Instructions for the task: Convert every line of the rows below into a Markdown table with two columns, "Line" for a sequential number and "Content" for the line itself, and omit blank lines.

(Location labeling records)
____
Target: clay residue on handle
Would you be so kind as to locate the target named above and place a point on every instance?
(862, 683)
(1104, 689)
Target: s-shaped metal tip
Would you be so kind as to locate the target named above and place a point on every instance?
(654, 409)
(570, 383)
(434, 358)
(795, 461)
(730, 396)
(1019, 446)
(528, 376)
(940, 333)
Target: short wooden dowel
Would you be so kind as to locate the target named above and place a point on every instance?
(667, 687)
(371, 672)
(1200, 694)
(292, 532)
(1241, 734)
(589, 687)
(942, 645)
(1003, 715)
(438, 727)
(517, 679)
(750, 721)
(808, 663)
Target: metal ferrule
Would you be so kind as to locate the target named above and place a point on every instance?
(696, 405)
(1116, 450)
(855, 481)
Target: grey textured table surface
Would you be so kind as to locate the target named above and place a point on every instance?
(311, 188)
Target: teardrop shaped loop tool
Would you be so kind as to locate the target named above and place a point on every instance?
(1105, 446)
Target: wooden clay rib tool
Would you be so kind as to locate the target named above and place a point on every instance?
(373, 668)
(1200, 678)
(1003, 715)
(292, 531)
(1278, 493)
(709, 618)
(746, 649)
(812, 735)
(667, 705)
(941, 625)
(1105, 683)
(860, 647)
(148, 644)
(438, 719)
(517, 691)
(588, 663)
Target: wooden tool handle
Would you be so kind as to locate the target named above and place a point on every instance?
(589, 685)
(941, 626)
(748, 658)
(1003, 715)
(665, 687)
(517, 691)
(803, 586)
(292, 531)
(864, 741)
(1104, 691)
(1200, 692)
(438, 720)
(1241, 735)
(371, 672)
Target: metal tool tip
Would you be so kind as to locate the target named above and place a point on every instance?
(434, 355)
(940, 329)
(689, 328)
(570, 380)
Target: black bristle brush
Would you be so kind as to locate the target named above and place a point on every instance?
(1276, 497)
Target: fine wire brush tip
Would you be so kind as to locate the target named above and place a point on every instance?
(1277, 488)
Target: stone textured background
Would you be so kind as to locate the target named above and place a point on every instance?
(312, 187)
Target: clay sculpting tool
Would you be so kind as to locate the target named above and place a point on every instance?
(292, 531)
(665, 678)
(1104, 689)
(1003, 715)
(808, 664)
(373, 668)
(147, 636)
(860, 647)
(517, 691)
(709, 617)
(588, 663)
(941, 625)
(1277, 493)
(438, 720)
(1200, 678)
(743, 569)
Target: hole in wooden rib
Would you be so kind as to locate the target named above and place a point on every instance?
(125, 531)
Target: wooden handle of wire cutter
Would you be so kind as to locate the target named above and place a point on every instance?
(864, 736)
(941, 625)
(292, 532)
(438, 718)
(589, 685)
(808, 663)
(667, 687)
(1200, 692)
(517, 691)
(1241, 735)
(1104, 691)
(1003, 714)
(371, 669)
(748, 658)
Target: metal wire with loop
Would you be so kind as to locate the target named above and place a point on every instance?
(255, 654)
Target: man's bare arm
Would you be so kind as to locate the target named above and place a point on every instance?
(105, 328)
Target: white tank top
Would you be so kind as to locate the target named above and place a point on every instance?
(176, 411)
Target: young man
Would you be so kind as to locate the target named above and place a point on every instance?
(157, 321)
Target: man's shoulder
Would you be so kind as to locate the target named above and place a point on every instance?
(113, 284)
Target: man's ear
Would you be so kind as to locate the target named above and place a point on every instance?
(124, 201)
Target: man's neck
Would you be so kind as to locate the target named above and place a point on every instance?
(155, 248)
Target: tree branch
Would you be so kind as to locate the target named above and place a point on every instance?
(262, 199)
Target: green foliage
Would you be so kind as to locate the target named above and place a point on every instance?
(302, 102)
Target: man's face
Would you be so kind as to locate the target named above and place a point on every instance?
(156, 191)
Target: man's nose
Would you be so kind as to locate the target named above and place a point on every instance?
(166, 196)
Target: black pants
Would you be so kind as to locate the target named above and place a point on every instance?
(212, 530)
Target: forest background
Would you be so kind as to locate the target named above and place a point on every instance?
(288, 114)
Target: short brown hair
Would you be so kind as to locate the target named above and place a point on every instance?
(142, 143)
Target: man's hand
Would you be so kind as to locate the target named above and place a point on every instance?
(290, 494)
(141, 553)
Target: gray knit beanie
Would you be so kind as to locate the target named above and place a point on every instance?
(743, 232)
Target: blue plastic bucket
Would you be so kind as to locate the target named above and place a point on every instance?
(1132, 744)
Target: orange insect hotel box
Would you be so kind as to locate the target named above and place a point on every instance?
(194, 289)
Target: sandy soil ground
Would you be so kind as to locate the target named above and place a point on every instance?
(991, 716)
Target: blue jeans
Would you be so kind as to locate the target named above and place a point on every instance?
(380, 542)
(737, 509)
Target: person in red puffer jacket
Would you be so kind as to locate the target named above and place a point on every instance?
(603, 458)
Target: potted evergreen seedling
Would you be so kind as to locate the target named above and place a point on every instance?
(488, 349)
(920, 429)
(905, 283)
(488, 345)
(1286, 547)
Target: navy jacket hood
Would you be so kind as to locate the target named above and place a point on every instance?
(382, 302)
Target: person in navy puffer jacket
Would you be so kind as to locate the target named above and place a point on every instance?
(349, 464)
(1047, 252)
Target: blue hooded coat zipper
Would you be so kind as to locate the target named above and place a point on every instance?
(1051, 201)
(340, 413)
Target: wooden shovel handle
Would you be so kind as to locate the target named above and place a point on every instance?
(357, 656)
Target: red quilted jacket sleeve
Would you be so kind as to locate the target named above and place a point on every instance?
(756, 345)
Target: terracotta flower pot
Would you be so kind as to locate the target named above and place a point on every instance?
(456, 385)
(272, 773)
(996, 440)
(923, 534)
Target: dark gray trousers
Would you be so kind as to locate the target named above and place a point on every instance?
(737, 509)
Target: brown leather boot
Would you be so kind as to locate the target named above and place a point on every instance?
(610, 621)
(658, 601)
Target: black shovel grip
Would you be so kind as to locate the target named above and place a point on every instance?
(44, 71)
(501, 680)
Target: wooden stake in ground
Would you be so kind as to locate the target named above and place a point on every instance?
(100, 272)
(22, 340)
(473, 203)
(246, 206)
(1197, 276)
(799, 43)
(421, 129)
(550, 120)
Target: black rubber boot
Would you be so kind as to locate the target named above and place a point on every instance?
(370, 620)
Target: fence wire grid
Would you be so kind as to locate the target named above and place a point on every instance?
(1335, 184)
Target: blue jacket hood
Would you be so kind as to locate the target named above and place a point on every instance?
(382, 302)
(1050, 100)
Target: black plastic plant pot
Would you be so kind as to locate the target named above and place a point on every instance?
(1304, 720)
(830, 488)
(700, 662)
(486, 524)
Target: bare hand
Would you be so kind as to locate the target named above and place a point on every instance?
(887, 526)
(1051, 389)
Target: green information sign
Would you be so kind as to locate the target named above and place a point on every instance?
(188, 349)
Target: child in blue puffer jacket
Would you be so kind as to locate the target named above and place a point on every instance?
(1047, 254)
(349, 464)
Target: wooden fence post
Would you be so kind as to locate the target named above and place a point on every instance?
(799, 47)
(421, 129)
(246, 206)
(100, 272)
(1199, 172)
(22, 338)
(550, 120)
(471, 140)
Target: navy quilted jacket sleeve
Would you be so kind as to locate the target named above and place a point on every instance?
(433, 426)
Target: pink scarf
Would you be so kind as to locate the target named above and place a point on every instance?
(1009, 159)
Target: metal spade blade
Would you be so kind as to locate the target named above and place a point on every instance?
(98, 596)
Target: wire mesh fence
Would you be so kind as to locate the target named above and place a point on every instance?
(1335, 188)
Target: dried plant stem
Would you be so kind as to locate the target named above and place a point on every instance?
____
Exercise response:
| Line | Content |
|---|---|
| 1 | Target: clay residue on handle |
| 2 | Would you be so kind as to locate the target named above and place a point on every instance? |
| 3 | (862, 683) |
| 4 | (1104, 689) |
| 5 | Target: s-shaped metal tip |
| 6 | Would you be so kind as to locate the target named above and place a point on every instance? |
| 7 | (654, 409) |
| 8 | (570, 383) |
| 9 | (434, 358) |
| 10 | (795, 461) |
| 11 | (730, 396) |
| 12 | (1019, 446) |
| 13 | (528, 376) |
| 14 | (940, 333) |
| 15 | Target: short wooden dowel |
| 16 | Would you be so kind as to locate the target named above and place a point on every instance? |
| 17 | (667, 687) |
| 18 | (371, 672) |
| 19 | (1200, 694) |
| 20 | (292, 532) |
| 21 | (1241, 734) |
| 22 | (589, 687) |
| 23 | (942, 645) |
| 24 | (1003, 715) |
| 25 | (438, 727) |
| 26 | (517, 679) |
| 27 | (750, 721) |
| 28 | (808, 663) |
| 29 | Target: metal ferrule |
| 30 | Would you be so kind as to locate the target named above and place a point on every instance? |
| 31 | (696, 405) |
| 32 | (1116, 450) |
| 33 | (855, 481) |
| 34 | Target: grey textured table surface |
| 35 | Would you be so kind as to locate the target named above and place a point on every instance? |
| 36 | (311, 188) |
| 37 | Target: teardrop shaped loop tool |
| 38 | Would you be so kind as to locate the target named above and place a point on every instance? |
| 39 | (1105, 446) |
| 40 | Target: wooden clay rib tool |
| 41 | Would you be so kind as to locate the target named above and place a point on every instance? |
| 42 | (373, 668) |
| 43 | (1200, 678) |
| 44 | (1003, 715) |
| 45 | (292, 531) |
| 46 | (1278, 493) |
| 47 | (709, 618) |
| 48 | (746, 649) |
| 49 | (812, 735) |
| 50 | (667, 705) |
| 51 | (941, 625) |
| 52 | (1105, 683) |
| 53 | (860, 647) |
| 54 | (148, 644) |
| 55 | (438, 719) |
| 56 | (517, 691) |
| 57 | (588, 663) |
| 58 | Target: wooden tool handle |
| 59 | Would you be so kind as to locate the target named above and place a point on every instance? |
| 60 | (589, 685) |
| 61 | (941, 626) |
| 62 | (748, 658) |
| 63 | (1003, 715) |
| 64 | (665, 687) |
| 65 | (517, 691) |
| 66 | (803, 586) |
| 67 | (292, 531) |
| 68 | (864, 741) |
| 69 | (1104, 691) |
| 70 | (1200, 692) |
| 71 | (438, 720) |
| 72 | (1241, 735) |
| 73 | (371, 672) |
| 74 | Target: metal tool tip |
| 75 | Would you be so kind as to locate the target named above and place a point on every instance? |
| 76 | (434, 355) |
| 77 | (940, 329) |
| 78 | (689, 328) |
| 79 | (570, 380) |
| 80 | Target: black bristle brush |
| 81 | Would you be so kind as to locate the target named above and place a point on every instance? |
| 82 | (1276, 497) |
| 83 | Target: fine wire brush tip |
| 84 | Would you be so kind as to locate the target named above and place a point on every instance? |
| 85 | (1277, 488) |
| 86 | Target: stone textured background |
| 87 | Would you be so kind as to locate the target named above and place a point on every instance? |
| 88 | (312, 187) |
| 89 | Target: clay sculpting tool |
| 90 | Would you be so kind as to locate the target named above and place a point on every instance? |
| 91 | (292, 531) |
| 92 | (665, 678) |
| 93 | (1104, 689) |
| 94 | (1003, 715) |
| 95 | (808, 664) |
| 96 | (373, 668) |
| 97 | (147, 636) |
| 98 | (860, 647) |
| 99 | (517, 691) |
| 100 | (709, 617) |
| 101 | (588, 663) |
| 102 | (941, 625) |
| 103 | (1277, 493) |
| 104 | (438, 720) |
| 105 | (1200, 678) |
| 106 | (743, 569) |
| 107 | Target: hole in wooden rib |
| 108 | Would you be so kind as to locate the target named above and place a point on every instance? |
| 109 | (125, 531) |
| 110 | Target: wooden handle of wire cutter |
| 111 | Would you be so kind as to locate the target named above and place a point on every instance? |
| 112 | (864, 736) |
| 113 | (941, 625) |
| 114 | (292, 532) |
| 115 | (438, 718) |
| 116 | (589, 685) |
| 117 | (808, 663) |
| 118 | (667, 687) |
| 119 | (1200, 692) |
| 120 | (517, 691) |
| 121 | (1241, 735) |
| 122 | (1104, 691) |
| 123 | (1003, 714) |
| 124 | (371, 669) |
| 125 | (748, 658) |
| 126 | Target: metal wire with loop |
| 127 | Would you be so kind as to locate the target named above and place a point on every instance? |
| 128 | (255, 654) |
| 129 | Target: man's bare arm |
| 130 | Would you be so kind as to locate the target named above and place a point on every instance? |
| 131 | (105, 328) |
| 132 | Target: white tank top |
| 133 | Would you be so kind as to locate the target named above and place a point on every instance? |
| 134 | (176, 411) |
| 135 | Target: young man |
| 136 | Would you be so kind as to locate the target named above and place a point on every instance? |
| 137 | (157, 321) |
| 138 | Target: man's shoulder |
| 139 | Would you be so kind as to locate the target named above and place a point on every instance? |
| 140 | (113, 284) |
| 141 | Target: man's ear |
| 142 | Would you be so kind as to locate the target named above and place a point on every instance? |
| 143 | (124, 201) |
| 144 | Target: man's neck |
| 145 | Would you be so kind as to locate the target named above and place a point on every instance? |
| 146 | (155, 248) |
| 147 | Target: tree branch |
| 148 | Would you be so kind as to locate the target named above and place a point on every instance? |
| 149 | (262, 199) |
| 150 | Target: green foliage |
| 151 | Would you be so kind as to locate the target named above and place a point on every instance? |
| 152 | (302, 102) |
| 153 | Target: man's face |
| 154 | Would you be so kind as to locate the target named above and place a point on every instance? |
| 155 | (156, 191) |
| 156 | Target: man's nose |
| 157 | Would you be so kind as to locate the target named above and place a point on every instance? |
| 158 | (166, 196) |
| 159 | Target: black pants |
| 160 | Would you be so kind as to locate the target named above and place a point on every instance? |
| 161 | (212, 530) |
| 162 | Target: forest background |
| 163 | Would you be so kind as to locate the target named above and place a point on every instance? |
| 164 | (288, 114) |
| 165 | Target: short brown hair |
| 166 | Would you be so kind as to locate the target named above and place a point on every instance? |
| 167 | (142, 143) |
| 168 | Target: man's hand |
| 169 | Would you be so kind as to locate the target named above and place a point on every instance? |
| 170 | (290, 494) |
| 171 | (141, 553) |
| 172 | Target: gray knit beanie |
| 173 | Would you be so kind as to locate the target named above and place a point on every instance? |
| 174 | (743, 232) |
| 175 | Target: blue plastic bucket |
| 176 | Would you be so kind as to locate the target named above and place a point on every instance? |
| 177 | (1132, 744) |
| 178 | Target: orange insect hotel box |
| 179 | Would you be so kind as to locate the target named above and place a point on every instance? |
| 180 | (194, 289) |
| 181 | Target: sandy soil ground |
| 182 | Would you be so kind as to locate the target named above and place a point on every instance? |
| 183 | (991, 716) |
| 184 | Target: blue jeans |
| 185 | Would you be so kind as to locate the target named above and place a point on every instance? |
| 186 | (380, 542) |
| 187 | (737, 509) |
| 188 | Target: person in red puffer jacket |
| 189 | Would you be so kind as to locate the target named above and place a point on every instance? |
| 190 | (603, 458) |
| 191 | Target: potted evergreen seedling |
| 192 | Would you be so kind as to locate the target named above and place a point on every instance? |
| 193 | (488, 349) |
| 194 | (920, 429) |
| 195 | (905, 283) |
| 196 | (488, 345) |
| 197 | (1286, 547) |
| 198 | Target: navy jacket hood |
| 199 | Would you be so kind as to locate the target named above and place a point on every instance? |
| 200 | (382, 302) |
| 201 | Target: person in navy puffer jacket |
| 202 | Would you be so kind as to locate the target named above and place a point on every instance? |
| 203 | (349, 464) |
| 204 | (1047, 252) |
| 205 | Target: blue hooded coat zipper |
| 206 | Would you be so kind as to locate the target named above and place a point on every instance? |
| 207 | (1051, 201) |
| 208 | (340, 413) |
| 209 | Target: wooden shovel handle |
| 210 | Would you be so kind as to locate the target named above and place a point on every instance? |
| 211 | (357, 656) |
| 212 | Target: red quilted jacket sleeve |
| 213 | Would you be so kind as to locate the target named above and place a point on every instance? |
| 214 | (756, 345) |
| 215 | Target: terracotta flower pot |
| 216 | Would you be so kind as to locate the target named above and place a point on every instance? |
| 217 | (456, 385) |
| 218 | (272, 773) |
| 219 | (996, 440) |
| 220 | (923, 534) |
| 221 | Target: dark gray trousers |
| 222 | Would you be so kind as to locate the target named above and place a point on every instance? |
| 223 | (737, 509) |
| 224 | Target: brown leather boot |
| 225 | Would you be so kind as to locate the target named above and place a point on every instance? |
| 226 | (610, 621) |
| 227 | (658, 601) |
| 228 | Target: black shovel grip |
| 229 | Would you be so kind as to locate the target named above and place a point on every instance? |
| 230 | (44, 71) |
| 231 | (501, 680) |
| 232 | Target: wooden stake in ground |
| 233 | Would you be so kind as to locate the target named above and place a point on every instance? |
| 234 | (100, 272) |
| 235 | (22, 340) |
| 236 | (473, 203) |
| 237 | (246, 206) |
| 238 | (1197, 276) |
| 239 | (799, 43) |
| 240 | (421, 129) |
| 241 | (550, 120) |
| 242 | Target: black rubber boot |
| 243 | Would you be so kind as to locate the target named above and place a point on every instance? |
| 244 | (370, 620) |
| 245 | Target: fence wire grid |
| 246 | Would you be so kind as to locate the target named above and place a point on every instance? |
| 247 | (1335, 184) |
| 248 | Target: blue jacket hood |
| 249 | Would you be so kind as to locate the target named above and place a point on every instance? |
| 250 | (382, 302) |
| 251 | (1050, 100) |
| 252 | Target: black plastic plant pot |
| 253 | Would you be so kind as to locate the target named above and place a point on every instance? |
| 254 | (1304, 720) |
| 255 | (830, 488) |
| 256 | (700, 662) |
| 257 | (486, 524) |
| 258 | Target: bare hand |
| 259 | Would you be so kind as to locate the target named above and place a point on every instance? |
| 260 | (887, 526) |
| 261 | (1051, 389) |
| 262 | Target: green information sign |
| 263 | Would you be so kind as to locate the target named above and place a point on every instance? |
| 264 | (188, 349) |
| 265 | Target: child in blue puffer jacket |
| 266 | Would you be so kind as to locate the target named above and place a point on every instance? |
| 267 | (1047, 254) |
| 268 | (349, 464) |
| 269 | Target: wooden fence post |
| 270 | Would you be so kind as to locate the target named above and place a point on every instance? |
| 271 | (799, 47) |
| 272 | (421, 129) |
| 273 | (246, 206) |
| 274 | (100, 272) |
| 275 | (1199, 172) |
| 276 | (22, 338) |
| 277 | (550, 120) |
| 278 | (471, 140) |
| 279 | Target: navy quilted jacket sleeve |
| 280 | Would you be so kind as to locate the target named above and place a point on every instance? |
| 281 | (433, 426) |
| 282 | Target: pink scarf |
| 283 | Would you be so kind as to locate the target named above and place a point on every instance? |
| 284 | (1009, 159) |
| 285 | Target: metal spade blade |
| 286 | Would you be so kind as to locate the target named above and place a point on every instance? |
| 287 | (98, 596) |
| 288 | Target: wire mesh fence |
| 289 | Would you be so kind as to locate the target named above and place a point on every instance? |
| 290 | (1335, 188) |
| 291 | Target: dried plant stem |
| 292 | Would you be so kind as to locate the target named above and place a point on every instance? |